# Check out my "Monsterly" Halloween Haul!!



## Ndimarco (Jan 4, 2009)

Just got back from Grants in San Fran and was able to pick these up!! 

Box of Dracs
A Borris
Then a sampler which included another Borris, and Drac, plus a Tatuaje Cabinet Tainos and a Cabaiguan Imperiale


----------



## eljimmy (Jun 27, 2009)

I'll take a Drac 3er please.:help:


----------



## eljimmy (Jun 27, 2009)

nice haul!


----------



## Cypress (Jun 27, 2007)

Are the dracs worth the find?


----------



## Ndimarco (Jan 4, 2009)

Haven't tried one yet, I plan on firing one up in a little while, maybe I'll do a while I'm smoking review, as I haven't seen any on here yet.


----------



## zitro_joe (Oct 6, 2008)

I really hope they are.


----------



## Ndimarco (Jan 4, 2009)

So far I like em, I got a review going


----------



## havanajohn (Apr 4, 2009)

Nice haul!


----------



## dubels (Jun 21, 2009)

So I guess everything worked out! Congrats. I never got to make it to the event, but I am glad that you got a box.


----------



## mrsmitty (Jan 22, 2009)

Nice haul brother enjoy.


----------



## jeepthing (Jul 16, 2009)

Sweet


----------



## RobustBrad (Oct 20, 2009)

Yeah great pick up there. Enjoy those Drac's

Cheers,
Brad


----------



## ROB968323 (Aug 27, 2008)
-*-
Answer these questions about the Halloween haul thread:
(a) Where did Ndimarco pick up the cigars?
(b) Besides another Borris and a Drac, which two cigars did the sampler include?
(c) What kind of review did Ndimarco say he might do?

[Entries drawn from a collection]
-*-
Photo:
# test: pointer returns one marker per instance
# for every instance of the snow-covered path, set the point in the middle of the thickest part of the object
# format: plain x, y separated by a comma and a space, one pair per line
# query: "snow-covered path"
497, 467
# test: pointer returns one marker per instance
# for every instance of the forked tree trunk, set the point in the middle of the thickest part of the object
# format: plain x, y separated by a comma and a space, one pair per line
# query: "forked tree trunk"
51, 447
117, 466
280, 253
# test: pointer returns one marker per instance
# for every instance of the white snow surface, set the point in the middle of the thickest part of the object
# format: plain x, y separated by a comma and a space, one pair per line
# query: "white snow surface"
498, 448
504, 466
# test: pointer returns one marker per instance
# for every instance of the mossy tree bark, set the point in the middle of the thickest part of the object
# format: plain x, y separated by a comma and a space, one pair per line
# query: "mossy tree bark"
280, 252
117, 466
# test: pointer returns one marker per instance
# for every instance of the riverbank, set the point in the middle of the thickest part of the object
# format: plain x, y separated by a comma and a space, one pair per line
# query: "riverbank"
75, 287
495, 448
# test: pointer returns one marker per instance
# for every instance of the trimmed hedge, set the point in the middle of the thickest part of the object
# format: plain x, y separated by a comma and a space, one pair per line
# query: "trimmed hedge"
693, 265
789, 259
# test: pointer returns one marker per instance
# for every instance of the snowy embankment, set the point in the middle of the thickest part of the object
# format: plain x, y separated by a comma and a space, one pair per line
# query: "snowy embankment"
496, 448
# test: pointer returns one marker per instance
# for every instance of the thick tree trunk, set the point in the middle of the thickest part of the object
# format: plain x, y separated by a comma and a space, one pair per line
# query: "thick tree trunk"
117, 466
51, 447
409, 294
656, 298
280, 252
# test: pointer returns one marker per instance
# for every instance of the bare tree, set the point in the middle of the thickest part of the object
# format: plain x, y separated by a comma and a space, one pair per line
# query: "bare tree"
-*-
= Exercise answer =
(a) At Grants in San Fran.
(b) A Tatuaje Cabinet Tainos and a Cabaiguan Imperiale.
(c) A while-I'm-smoking review.